— EXTRACTED DATA —
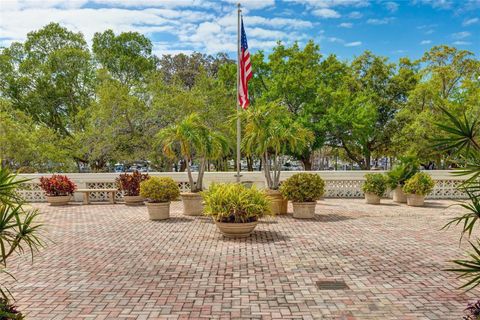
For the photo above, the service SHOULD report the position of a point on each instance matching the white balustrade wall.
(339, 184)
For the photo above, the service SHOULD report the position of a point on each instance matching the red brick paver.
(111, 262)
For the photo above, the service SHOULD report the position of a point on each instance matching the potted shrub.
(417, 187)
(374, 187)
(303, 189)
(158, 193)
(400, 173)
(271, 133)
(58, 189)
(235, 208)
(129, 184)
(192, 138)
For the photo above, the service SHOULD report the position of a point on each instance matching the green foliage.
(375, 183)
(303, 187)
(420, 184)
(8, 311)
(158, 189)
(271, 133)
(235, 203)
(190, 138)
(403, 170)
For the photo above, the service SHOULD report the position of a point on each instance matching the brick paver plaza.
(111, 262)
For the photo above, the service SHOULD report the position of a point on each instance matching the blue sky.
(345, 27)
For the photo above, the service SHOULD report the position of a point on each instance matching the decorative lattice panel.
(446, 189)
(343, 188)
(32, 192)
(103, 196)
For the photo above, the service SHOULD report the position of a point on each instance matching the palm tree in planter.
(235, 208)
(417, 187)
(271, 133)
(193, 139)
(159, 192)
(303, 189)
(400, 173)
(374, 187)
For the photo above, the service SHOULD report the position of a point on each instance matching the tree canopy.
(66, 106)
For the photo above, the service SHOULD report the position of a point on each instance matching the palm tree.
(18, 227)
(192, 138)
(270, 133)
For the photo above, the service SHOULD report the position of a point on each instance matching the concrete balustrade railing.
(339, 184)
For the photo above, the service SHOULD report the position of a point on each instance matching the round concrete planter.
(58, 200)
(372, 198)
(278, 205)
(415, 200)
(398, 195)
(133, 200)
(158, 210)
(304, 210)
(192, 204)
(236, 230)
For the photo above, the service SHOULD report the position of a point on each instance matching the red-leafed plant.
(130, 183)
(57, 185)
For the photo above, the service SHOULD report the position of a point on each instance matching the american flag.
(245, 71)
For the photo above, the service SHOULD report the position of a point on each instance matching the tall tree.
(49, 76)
==
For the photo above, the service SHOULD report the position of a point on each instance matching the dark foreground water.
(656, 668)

— DIRECTIONS —
Pull out each line above that contains the word "concrete", and treat uppercase and lowercase as different.

— WRITTEN RESPONSE —
For the photo above, the service SHOULD report the position of a point on each instance matching the concrete balustrade railing.
For the photo above, the service SHOULD report the position of a point on each instance matching the round concrete planter.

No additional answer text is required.